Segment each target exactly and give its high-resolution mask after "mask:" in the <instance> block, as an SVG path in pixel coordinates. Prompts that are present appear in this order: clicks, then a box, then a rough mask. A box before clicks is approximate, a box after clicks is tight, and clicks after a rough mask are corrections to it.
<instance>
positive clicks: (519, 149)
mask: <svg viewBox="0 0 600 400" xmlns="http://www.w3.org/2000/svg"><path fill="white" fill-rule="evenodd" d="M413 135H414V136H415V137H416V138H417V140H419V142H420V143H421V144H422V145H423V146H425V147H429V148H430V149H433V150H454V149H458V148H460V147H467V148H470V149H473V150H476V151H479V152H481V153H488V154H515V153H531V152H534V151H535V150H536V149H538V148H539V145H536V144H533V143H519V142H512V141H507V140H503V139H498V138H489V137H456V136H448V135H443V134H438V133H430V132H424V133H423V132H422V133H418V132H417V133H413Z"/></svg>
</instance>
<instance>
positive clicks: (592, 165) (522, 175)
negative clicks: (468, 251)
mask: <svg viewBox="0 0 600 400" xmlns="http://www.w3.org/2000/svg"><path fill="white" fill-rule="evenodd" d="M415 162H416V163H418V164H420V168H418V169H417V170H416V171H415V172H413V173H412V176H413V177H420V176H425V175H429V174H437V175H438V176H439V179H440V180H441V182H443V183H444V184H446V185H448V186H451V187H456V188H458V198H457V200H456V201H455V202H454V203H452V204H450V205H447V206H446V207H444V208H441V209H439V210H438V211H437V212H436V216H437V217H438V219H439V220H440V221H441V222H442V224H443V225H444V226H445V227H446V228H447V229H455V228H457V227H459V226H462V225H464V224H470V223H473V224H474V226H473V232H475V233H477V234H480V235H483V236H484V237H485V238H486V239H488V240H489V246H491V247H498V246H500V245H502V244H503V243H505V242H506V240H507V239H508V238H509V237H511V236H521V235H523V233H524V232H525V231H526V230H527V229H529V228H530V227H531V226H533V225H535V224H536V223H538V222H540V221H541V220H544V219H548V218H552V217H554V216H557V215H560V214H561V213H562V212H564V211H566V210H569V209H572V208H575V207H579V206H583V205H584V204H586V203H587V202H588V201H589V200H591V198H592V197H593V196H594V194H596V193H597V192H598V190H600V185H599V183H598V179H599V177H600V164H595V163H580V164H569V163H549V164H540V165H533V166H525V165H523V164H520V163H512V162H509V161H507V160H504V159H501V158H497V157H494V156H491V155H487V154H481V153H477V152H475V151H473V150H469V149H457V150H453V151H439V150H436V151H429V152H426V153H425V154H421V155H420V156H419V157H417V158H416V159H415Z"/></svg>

> YOUR INSTRUCTIONS
Could you reproduce every one of the entries above word for word, without changing a single character?

> FINAL ANSWER
Segment each target exactly and give its high-resolution mask after "mask:" in the <instance> block, as an SVG path in pixel coordinates. Prompts that are present appear in this order: clicks, then a box, then a rough mask. A box before clicks is approximate, a box after clicks is tight, and clicks after a rough mask are corrections to it.
<instance>
positive clicks: (519, 149)
mask: <svg viewBox="0 0 600 400" xmlns="http://www.w3.org/2000/svg"><path fill="white" fill-rule="evenodd" d="M413 135H414V136H415V137H416V138H417V140H419V142H420V143H421V144H422V145H423V146H425V147H429V148H430V149H433V150H454V149H458V148H460V147H467V148H470V149H473V150H476V151H479V152H481V153H488V154H515V153H531V152H534V151H535V150H536V149H538V148H539V145H536V144H533V143H519V142H512V141H507V140H503V139H498V138H489V137H456V136H448V135H443V134H438V133H430V132H424V133H423V132H422V133H418V132H417V133H413Z"/></svg>
</instance>
<instance>
positive clicks: (592, 165) (522, 175)
negative clicks: (468, 251)
mask: <svg viewBox="0 0 600 400" xmlns="http://www.w3.org/2000/svg"><path fill="white" fill-rule="evenodd" d="M415 162H416V163H418V164H420V168H418V169H417V170H416V171H415V172H413V173H412V176H413V177H420V176H425V175H429V174H437V175H438V176H439V179H440V180H441V182H443V183H444V184H446V185H448V186H451V187H456V188H458V198H457V200H456V201H455V202H454V203H452V204H450V205H447V206H446V207H444V208H441V209H439V210H438V211H437V212H436V216H437V217H438V219H439V220H440V221H441V222H442V224H443V225H444V226H445V227H446V228H447V229H455V228H457V227H459V226H462V225H464V224H470V223H473V224H474V226H473V232H475V233H477V234H480V235H483V236H484V237H485V238H486V239H488V240H489V246H491V247H498V246H500V245H502V244H503V243H505V242H506V240H507V239H508V238H509V237H511V236H521V235H523V233H524V232H525V231H526V230H527V229H529V228H530V227H531V226H533V225H535V224H536V223H538V222H540V221H541V220H544V219H548V218H552V217H554V216H557V215H560V214H561V213H562V212H564V211H566V210H569V209H572V208H575V207H579V206H583V205H584V204H586V203H587V202H588V201H589V200H591V198H592V197H593V196H594V194H596V193H597V192H598V190H600V185H599V183H598V179H599V177H600V164H595V163H580V164H569V163H549V164H540V165H533V166H525V165H523V164H520V163H512V162H509V161H507V160H504V159H501V158H497V157H494V156H491V155H487V154H481V153H477V152H475V151H473V150H469V149H457V150H453V151H439V150H436V151H429V152H426V153H425V154H421V155H420V156H419V157H417V158H416V159H415Z"/></svg>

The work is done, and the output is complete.